(Beginning of Passage for review)

Genetic counseling usually occurs before genetic testing. It is provided by healthcare professionals who help couples to make educated decisions about which genetic tests would be the most useful for them. You can get genetic counseling before you try to conceive at all, or in cases where you are considering IVF or PGT.
This process can be especially useful to couples trying to conceive with little to no family history or known background of genetic disorders. Counselors examine your own medical and personal background and can also help examine family history to determine whether there may be specific genetic causes of infertility. It is also useful if you have had multiple pregnancy losses or miscarriages or if you had an ultrasound that suggests possible issues with your ongoing pregnancy.
Genetic counseling can be extremely helpful in pinpointing a reason for infertility, and in guiding you through the process of testing and treatment.
So, back to the big question: What is the best way for a couple to tackle genetic infertility issues?
This is where we come in. Conventional medicine practitioners tend to prescribe hormonal treatments that focus solely on the male and female reproductive systems. When ovarian stimulation and sperm production medications fail, they turn to expensive (and often, invasive) medical procedures, which have a similarly low chance of producing results (research shows that only 1 out of 3 ovarian stimulation and IVF cycles succeed).
The truth is, genetic causes of infertility affect more than just your reproductive system. Earlier, we mentioned that genetic disorders affect several organs and glands in the body. When even one of these doesn’t function properly, it throws your hormones out of balance, which in turn affects your reproductive organs, leading to infertility. Targeting these genetic conditions (and not just the reproductive system) can help people achieve successful pregnancies.

(End of Passage for review)

● Task instructions
[A] From the text on genetic counseling, return the part that begins at the words "Genetic counseling usually" and stops after the words "IVF or PGT.", copied word for word.
[B] Put this sentence from the text on genetic counseling into Spanish: "Genetic counseling usually occurs before genetic testing."

(Beginning of Available data)

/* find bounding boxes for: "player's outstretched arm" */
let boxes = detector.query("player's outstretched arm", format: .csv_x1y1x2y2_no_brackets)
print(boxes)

(End of Available data)

● Results for each task
[A]
Genetic counseling usually occurs before genetic testing. It is provided by healthcare professionals who help couples to make educated decisions about which genetic tests would be the most useful for them. You can get genetic counseling before you try to conceive at all, or in cases where you are considering IVF or PGT.

[B] El asesoramiento genético suele realizarse antes de las pruebas genéticas.